• THE EXERCISE: Quote the records below word for word, starting at the line that contains "the air conditioner" and ending at the last line of the records, with both of those lines included.

━━━━━ RECORDED DATA

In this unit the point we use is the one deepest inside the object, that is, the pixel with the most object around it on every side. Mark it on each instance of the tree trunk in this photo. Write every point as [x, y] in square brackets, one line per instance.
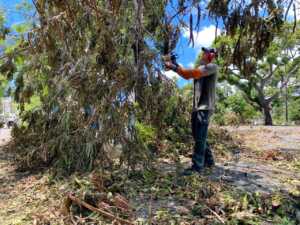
[268, 116]
[286, 107]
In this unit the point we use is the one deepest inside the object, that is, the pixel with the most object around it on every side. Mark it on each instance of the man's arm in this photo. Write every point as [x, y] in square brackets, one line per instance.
[202, 71]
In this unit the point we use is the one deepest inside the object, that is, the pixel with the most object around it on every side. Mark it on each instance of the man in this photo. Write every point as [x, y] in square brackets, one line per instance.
[205, 79]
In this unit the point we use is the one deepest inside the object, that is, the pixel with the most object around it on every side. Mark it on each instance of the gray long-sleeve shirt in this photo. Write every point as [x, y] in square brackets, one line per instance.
[205, 88]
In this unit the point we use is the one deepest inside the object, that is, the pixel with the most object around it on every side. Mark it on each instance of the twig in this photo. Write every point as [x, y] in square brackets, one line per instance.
[102, 212]
[288, 9]
[216, 214]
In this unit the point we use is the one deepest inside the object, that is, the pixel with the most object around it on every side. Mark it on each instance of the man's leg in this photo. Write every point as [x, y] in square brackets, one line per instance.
[209, 157]
[200, 127]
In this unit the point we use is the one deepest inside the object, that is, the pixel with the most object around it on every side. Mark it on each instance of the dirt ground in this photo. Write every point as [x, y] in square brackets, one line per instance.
[268, 161]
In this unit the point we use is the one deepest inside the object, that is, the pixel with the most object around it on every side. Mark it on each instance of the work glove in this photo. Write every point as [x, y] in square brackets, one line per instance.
[170, 66]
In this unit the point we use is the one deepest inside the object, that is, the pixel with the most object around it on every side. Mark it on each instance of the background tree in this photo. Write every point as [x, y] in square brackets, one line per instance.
[269, 75]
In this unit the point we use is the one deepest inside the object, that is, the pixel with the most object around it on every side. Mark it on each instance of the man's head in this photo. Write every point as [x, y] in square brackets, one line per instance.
[208, 55]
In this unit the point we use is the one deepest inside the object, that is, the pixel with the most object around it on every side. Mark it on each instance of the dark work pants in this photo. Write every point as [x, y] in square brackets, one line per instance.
[202, 155]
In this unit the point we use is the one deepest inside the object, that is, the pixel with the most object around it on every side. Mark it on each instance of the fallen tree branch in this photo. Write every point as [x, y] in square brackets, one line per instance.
[216, 214]
[102, 212]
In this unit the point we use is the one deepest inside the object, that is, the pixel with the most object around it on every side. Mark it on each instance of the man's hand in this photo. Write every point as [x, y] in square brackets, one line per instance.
[169, 65]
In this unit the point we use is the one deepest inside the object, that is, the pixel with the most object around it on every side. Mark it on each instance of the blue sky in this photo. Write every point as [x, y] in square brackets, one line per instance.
[186, 54]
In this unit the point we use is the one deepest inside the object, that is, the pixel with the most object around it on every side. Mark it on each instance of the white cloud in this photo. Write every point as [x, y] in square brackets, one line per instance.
[171, 74]
[203, 38]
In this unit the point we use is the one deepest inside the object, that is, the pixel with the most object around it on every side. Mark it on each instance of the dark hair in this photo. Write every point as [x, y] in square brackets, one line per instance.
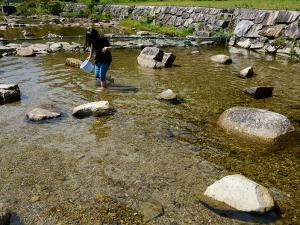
[92, 37]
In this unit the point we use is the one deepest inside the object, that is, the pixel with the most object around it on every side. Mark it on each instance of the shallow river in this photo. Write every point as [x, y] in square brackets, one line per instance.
[99, 170]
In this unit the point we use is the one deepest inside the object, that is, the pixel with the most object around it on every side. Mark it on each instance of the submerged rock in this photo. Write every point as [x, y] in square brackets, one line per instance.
[9, 93]
[73, 62]
[255, 122]
[5, 215]
[259, 92]
[241, 193]
[247, 72]
[151, 209]
[25, 52]
[39, 114]
[166, 95]
[101, 108]
[222, 59]
[152, 57]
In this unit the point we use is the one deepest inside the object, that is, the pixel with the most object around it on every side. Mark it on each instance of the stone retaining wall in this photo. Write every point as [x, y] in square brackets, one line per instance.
[261, 30]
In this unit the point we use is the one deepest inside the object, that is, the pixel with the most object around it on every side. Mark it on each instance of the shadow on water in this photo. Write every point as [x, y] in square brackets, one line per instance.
[270, 217]
[123, 88]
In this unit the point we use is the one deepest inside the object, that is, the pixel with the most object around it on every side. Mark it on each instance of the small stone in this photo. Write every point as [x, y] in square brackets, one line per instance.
[101, 108]
[241, 193]
[73, 62]
[247, 72]
[9, 93]
[167, 95]
[5, 215]
[25, 52]
[35, 198]
[151, 209]
[259, 92]
[222, 59]
[39, 114]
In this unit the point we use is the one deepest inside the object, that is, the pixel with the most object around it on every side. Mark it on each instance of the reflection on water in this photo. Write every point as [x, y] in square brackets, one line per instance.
[159, 148]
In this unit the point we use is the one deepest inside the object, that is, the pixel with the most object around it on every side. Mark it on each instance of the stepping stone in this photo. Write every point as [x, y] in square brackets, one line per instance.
[222, 59]
[241, 193]
[259, 92]
[9, 93]
[97, 109]
[39, 114]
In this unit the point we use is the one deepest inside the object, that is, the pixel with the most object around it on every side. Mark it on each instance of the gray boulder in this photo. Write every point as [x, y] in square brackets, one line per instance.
[247, 72]
[25, 52]
[254, 122]
[101, 108]
[39, 114]
[241, 193]
[5, 215]
[222, 59]
[9, 93]
[153, 57]
[73, 62]
[259, 92]
[242, 28]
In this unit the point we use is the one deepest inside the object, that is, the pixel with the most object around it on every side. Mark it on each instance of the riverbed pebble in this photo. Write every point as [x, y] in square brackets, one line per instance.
[25, 52]
[39, 114]
[9, 93]
[222, 59]
[73, 62]
[5, 214]
[241, 193]
[151, 209]
[101, 108]
[247, 72]
[259, 92]
[255, 122]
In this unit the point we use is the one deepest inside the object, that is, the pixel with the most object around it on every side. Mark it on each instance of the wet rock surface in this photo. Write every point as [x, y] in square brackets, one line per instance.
[247, 72]
[254, 122]
[155, 58]
[260, 92]
[101, 108]
[221, 59]
[39, 114]
[73, 62]
[241, 193]
[9, 93]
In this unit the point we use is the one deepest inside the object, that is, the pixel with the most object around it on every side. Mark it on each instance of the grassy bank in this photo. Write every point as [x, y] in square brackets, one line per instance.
[256, 4]
[167, 30]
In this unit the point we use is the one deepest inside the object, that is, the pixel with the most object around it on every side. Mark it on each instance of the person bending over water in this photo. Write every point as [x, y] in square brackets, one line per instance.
[101, 49]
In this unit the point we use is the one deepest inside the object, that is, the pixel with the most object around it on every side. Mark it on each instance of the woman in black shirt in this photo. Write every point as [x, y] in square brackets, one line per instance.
[101, 49]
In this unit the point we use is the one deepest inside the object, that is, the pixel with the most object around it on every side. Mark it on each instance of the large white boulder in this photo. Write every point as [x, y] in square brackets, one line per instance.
[101, 108]
[255, 122]
[9, 93]
[241, 193]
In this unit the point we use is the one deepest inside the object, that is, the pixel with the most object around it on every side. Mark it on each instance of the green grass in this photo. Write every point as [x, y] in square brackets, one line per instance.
[167, 30]
[257, 4]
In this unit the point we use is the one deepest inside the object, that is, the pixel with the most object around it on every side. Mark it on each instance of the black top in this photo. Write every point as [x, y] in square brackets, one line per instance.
[102, 57]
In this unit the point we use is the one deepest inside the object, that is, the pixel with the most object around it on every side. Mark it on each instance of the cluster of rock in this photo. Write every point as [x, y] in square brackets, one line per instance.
[267, 31]
[264, 30]
[28, 49]
[153, 57]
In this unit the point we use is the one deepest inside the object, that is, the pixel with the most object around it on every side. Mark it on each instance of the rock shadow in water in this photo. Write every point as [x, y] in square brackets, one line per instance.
[270, 217]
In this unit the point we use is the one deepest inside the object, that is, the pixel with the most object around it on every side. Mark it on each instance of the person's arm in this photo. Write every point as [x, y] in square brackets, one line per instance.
[91, 52]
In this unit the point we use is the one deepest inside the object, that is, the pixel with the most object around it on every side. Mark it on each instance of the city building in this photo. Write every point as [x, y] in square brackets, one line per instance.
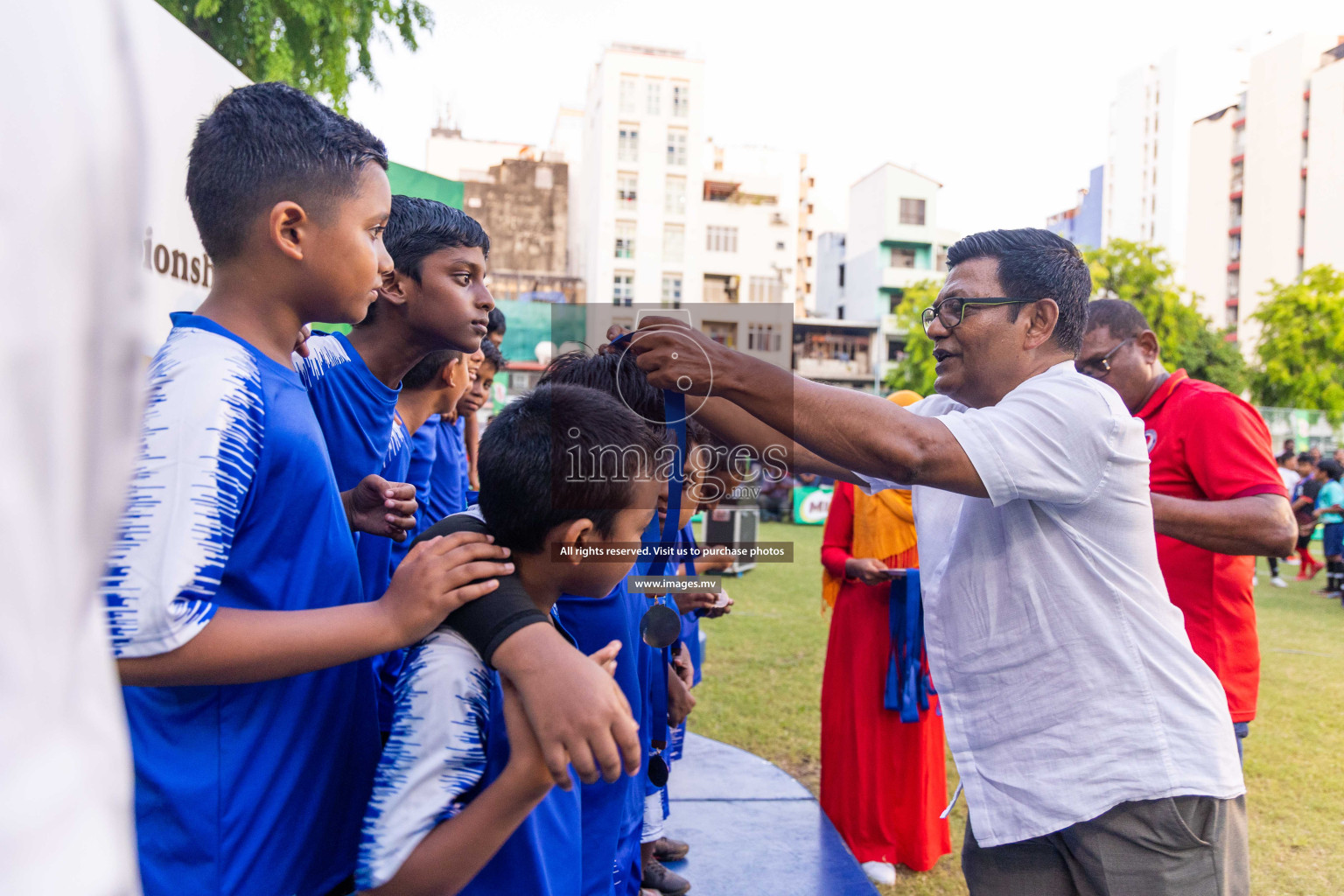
[1081, 225]
[1145, 180]
[1266, 182]
[892, 242]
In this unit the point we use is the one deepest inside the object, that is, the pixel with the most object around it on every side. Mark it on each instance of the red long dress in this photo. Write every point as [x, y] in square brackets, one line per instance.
[883, 782]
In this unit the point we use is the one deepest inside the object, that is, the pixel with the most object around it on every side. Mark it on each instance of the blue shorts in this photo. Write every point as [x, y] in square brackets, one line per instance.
[1332, 539]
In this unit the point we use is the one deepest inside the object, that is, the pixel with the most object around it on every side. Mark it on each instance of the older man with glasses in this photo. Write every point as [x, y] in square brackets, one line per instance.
[1218, 497]
[1096, 748]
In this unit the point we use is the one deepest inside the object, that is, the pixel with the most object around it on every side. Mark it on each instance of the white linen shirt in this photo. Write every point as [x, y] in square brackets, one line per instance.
[1066, 677]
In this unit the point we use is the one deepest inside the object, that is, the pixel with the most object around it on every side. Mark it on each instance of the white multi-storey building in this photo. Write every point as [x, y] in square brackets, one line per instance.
[1266, 182]
[1145, 182]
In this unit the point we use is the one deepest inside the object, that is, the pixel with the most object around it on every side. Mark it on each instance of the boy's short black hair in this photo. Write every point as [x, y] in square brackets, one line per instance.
[263, 144]
[616, 374]
[1035, 263]
[420, 228]
[528, 484]
[1118, 316]
[494, 355]
[429, 367]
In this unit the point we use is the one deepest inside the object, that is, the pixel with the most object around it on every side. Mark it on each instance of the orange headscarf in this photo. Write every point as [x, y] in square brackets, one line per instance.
[883, 522]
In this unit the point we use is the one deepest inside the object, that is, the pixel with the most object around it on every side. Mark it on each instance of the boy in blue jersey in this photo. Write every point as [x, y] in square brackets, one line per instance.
[463, 801]
[233, 590]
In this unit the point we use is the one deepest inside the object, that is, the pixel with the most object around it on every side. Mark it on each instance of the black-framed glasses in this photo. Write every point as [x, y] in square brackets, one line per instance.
[1101, 367]
[950, 312]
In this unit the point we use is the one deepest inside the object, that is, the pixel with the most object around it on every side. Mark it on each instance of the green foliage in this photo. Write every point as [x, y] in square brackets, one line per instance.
[915, 371]
[1140, 273]
[1301, 346]
[305, 43]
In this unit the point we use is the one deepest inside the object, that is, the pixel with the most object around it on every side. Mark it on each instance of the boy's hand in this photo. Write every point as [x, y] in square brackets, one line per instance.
[524, 757]
[577, 710]
[437, 578]
[379, 507]
[680, 700]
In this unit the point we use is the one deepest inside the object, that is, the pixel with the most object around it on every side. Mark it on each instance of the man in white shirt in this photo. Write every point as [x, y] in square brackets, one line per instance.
[1095, 746]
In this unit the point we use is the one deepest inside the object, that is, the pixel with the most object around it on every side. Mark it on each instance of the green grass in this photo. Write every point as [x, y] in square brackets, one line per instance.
[762, 688]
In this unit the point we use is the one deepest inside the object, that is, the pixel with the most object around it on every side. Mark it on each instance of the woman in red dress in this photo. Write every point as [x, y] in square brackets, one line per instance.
[883, 782]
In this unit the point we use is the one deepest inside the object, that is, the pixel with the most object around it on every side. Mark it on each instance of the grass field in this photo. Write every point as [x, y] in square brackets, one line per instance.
[762, 685]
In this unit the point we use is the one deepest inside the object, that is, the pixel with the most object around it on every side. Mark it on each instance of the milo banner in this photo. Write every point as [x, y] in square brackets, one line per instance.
[810, 504]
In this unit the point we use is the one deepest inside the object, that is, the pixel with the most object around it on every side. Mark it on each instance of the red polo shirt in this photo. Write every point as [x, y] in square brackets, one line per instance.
[1208, 444]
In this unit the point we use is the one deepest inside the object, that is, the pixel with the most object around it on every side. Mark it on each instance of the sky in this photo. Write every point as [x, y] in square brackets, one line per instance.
[1005, 103]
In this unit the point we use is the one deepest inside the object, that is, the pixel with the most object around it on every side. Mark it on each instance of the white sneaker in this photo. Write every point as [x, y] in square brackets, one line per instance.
[882, 873]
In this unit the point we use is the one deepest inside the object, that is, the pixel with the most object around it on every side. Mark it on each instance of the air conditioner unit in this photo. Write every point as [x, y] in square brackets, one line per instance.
[735, 526]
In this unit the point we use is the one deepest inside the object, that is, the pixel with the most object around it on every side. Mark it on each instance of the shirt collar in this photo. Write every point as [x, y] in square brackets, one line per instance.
[1163, 393]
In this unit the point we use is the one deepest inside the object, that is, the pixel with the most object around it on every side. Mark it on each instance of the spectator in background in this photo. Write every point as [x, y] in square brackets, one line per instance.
[1218, 500]
[1331, 514]
[1304, 509]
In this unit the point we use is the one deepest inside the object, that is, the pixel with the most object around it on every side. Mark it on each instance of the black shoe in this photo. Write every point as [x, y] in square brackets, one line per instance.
[663, 880]
[669, 850]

━━━━━━━━━━

• CORRECT ANSWER:
In this unit the point we use is the one deepest inside the object, that is, the pixel with the most object around it on every side. Mark it on each instance of the air conditioner unit in this photo. Write every point as [x, y] in square brackets, one line per instance.
[735, 526]
In this unit the point we use is the one deepest inside the object, that is, the pixel with the most object around it on every side. Mark it on each instance of the shirt collar in this photo. Write every point as [x, y] in square brackets, one line per instance.
[1163, 393]
In this unit the point we use is the one deepest inside the object, that is, the pixel with the most object around it on every side. Mark it on each instance of the spectator in background in this photo. Write every point as [x, y] in square brackets, one line per instance.
[1218, 500]
[1331, 514]
[1304, 509]
In this unit the point we use is the one deepest inside the object, that is, the pixel with the most object around it on every side. Mark it on each instance of the black shoe in this photo. Write every point as [x, y] in square brackets, one line per instance.
[663, 880]
[669, 850]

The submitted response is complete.